* begin Stored records *

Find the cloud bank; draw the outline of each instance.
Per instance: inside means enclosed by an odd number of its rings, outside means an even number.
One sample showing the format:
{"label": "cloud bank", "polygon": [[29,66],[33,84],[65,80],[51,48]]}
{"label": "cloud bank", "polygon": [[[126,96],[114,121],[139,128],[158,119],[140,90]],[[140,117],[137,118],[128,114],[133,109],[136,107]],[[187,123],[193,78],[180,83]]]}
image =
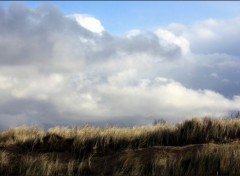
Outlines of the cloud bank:
{"label": "cloud bank", "polygon": [[240,109],[240,23],[112,35],[86,14],[0,8],[0,128],[149,124]]}

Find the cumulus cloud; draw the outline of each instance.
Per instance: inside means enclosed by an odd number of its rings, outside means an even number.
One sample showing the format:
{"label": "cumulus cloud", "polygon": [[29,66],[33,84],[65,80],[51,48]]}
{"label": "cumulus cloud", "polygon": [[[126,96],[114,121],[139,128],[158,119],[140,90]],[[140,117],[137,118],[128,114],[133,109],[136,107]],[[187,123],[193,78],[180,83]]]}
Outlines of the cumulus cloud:
{"label": "cumulus cloud", "polygon": [[101,34],[104,31],[104,27],[101,22],[90,15],[72,14],[69,15],[69,17],[76,20],[82,27],[91,32]]}
{"label": "cumulus cloud", "polygon": [[240,107],[239,28],[208,19],[115,36],[87,14],[0,8],[0,128],[224,116]]}

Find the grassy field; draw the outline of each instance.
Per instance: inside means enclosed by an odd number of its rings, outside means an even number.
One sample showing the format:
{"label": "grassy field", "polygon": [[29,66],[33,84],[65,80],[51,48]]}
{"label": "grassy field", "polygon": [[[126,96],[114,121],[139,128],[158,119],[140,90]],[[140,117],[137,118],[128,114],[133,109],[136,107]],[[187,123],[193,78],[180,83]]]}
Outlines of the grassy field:
{"label": "grassy field", "polygon": [[240,175],[240,119],[0,133],[0,175]]}

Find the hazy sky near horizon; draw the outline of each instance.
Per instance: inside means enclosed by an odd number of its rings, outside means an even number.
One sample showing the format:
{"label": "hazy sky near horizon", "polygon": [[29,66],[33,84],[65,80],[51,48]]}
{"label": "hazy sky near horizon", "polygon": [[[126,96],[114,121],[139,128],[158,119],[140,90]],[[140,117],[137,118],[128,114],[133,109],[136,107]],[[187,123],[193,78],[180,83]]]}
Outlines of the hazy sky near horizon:
{"label": "hazy sky near horizon", "polygon": [[1,2],[0,128],[240,110],[239,2]]}

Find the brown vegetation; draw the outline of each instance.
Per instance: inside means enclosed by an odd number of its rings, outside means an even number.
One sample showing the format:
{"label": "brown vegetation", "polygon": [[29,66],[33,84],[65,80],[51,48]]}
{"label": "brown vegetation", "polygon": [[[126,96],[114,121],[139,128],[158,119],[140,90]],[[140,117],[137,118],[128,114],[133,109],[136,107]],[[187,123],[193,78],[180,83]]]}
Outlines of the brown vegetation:
{"label": "brown vegetation", "polygon": [[239,175],[240,119],[0,133],[0,175]]}

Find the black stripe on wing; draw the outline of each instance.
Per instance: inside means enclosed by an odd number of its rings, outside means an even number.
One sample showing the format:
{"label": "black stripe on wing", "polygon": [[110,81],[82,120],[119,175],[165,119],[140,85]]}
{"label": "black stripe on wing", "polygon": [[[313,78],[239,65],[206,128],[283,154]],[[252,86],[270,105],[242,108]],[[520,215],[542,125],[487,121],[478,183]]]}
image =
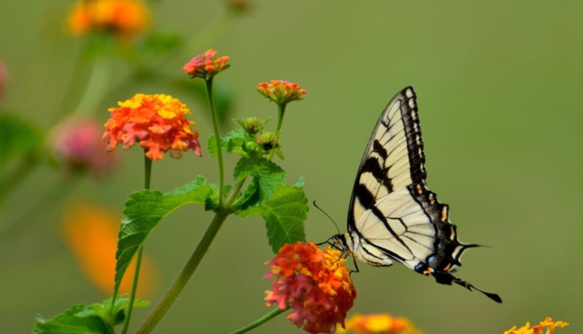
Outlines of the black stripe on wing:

* end Stored records *

* [What to produce] Set down all the entries exactly as they appear, but skip any pictures.

* [Correct response]
Find the cloud bank; draw the outline of each instance.
Per instance: inside means enclosed by an odd number of its rings, outside means an even number.
One sample showing the format:
{"label": "cloud bank", "polygon": [[29,66],[33,84],[65,80],[51,48]]}
{"label": "cloud bank", "polygon": [[[126,96],[114,121],[139,128],[158,119],[140,90]],[[140,117],[137,118],[128,114],[133,109],[136,107]],[[187,123],[193,78],[180,83]]]}
image =
Outlines of the cloud bank:
{"label": "cloud bank", "polygon": [[240,109],[240,23],[112,35],[86,14],[0,8],[0,128],[149,124]]}

Find the cumulus cloud; draw the outline of each instance.
Per instance: inside means enclosed by an odd number of its rings, outside means an even number.
One sample showing the format:
{"label": "cumulus cloud", "polygon": [[29,66],[33,84],[65,80],[51,48]]}
{"label": "cumulus cloud", "polygon": [[[126,96],[114,121],[139,128],[158,119],[140,90]],[[140,117],[137,118],[128,114],[133,109],[136,107]],[[187,123],[193,78],[180,83]]]}
Outlines of the cumulus cloud:
{"label": "cumulus cloud", "polygon": [[101,34],[104,31],[104,27],[101,22],[90,15],[72,14],[69,15],[69,17],[76,20],[82,27],[91,32]]}
{"label": "cumulus cloud", "polygon": [[240,107],[239,28],[208,19],[115,36],[87,14],[0,8],[0,128],[224,116]]}

Find the grassy field; draw the outline of each instance.
Per instance: inside means enclosed by an odd number of its rings, outside means an even number.
One sample showing the format:
{"label": "grassy field", "polygon": [[29,66],[33,84],[65,80],[51,48]]}
{"label": "grassy field", "polygon": [[[126,96],[114,121],[139,128],[158,119],[140,90]],[[140,117],[137,118],[128,114],[133,109],[136,107]],[[187,123],[193,78],[180,83]]]}
Outlines of the grassy field:
{"label": "grassy field", "polygon": [[240,175],[240,119],[0,133],[0,175]]}

Find the hazy sky near horizon; draw the outline of each instance.
Per instance: inside means enclosed by an odd number of its rings, outside means an even number.
One sample showing the format:
{"label": "hazy sky near horizon", "polygon": [[29,66],[33,84],[65,80],[51,48]]}
{"label": "hazy sky near horizon", "polygon": [[[126,96],[114,121],[139,128],[158,119],[140,90]],[[140,117],[137,118],[128,114],[133,109],[136,107]],[[187,123],[193,78],[180,83]]]}
Outlines of the hazy sky near horizon:
{"label": "hazy sky near horizon", "polygon": [[1,2],[0,128],[240,110],[239,2]]}

Find the brown vegetation; draw the outline of each instance.
Per instance: inside means enclosed by an odd number of its rings, outside means an even number.
One sample showing the format:
{"label": "brown vegetation", "polygon": [[29,66],[33,84],[65,80],[51,48]]}
{"label": "brown vegetation", "polygon": [[[126,96],[114,121],[139,128],[158,119],[140,90]],[[140,117],[137,118],[128,114],[133,109],[136,107]],[[187,123],[193,78],[180,83]]]}
Outlines of the brown vegetation:
{"label": "brown vegetation", "polygon": [[239,175],[240,119],[0,133],[0,175]]}

Find the black stripe on wing; draw the outline of each instance.
Per instance: inside means enclosed by an odd number of its rings, outside means an even number.
One sample showing the format:
{"label": "black stripe on wing", "polygon": [[110,81],[82,120],[119,175],[165,119],[140,85]]}
{"label": "black stripe on wing", "polygon": [[[313,78],[239,65],[206,128],[283,154]],[[252,86],[270,105],[242,108]],[[520,215],[542,125],[487,121],[478,183]]]}
image =
Outlines of the black stripe on wing:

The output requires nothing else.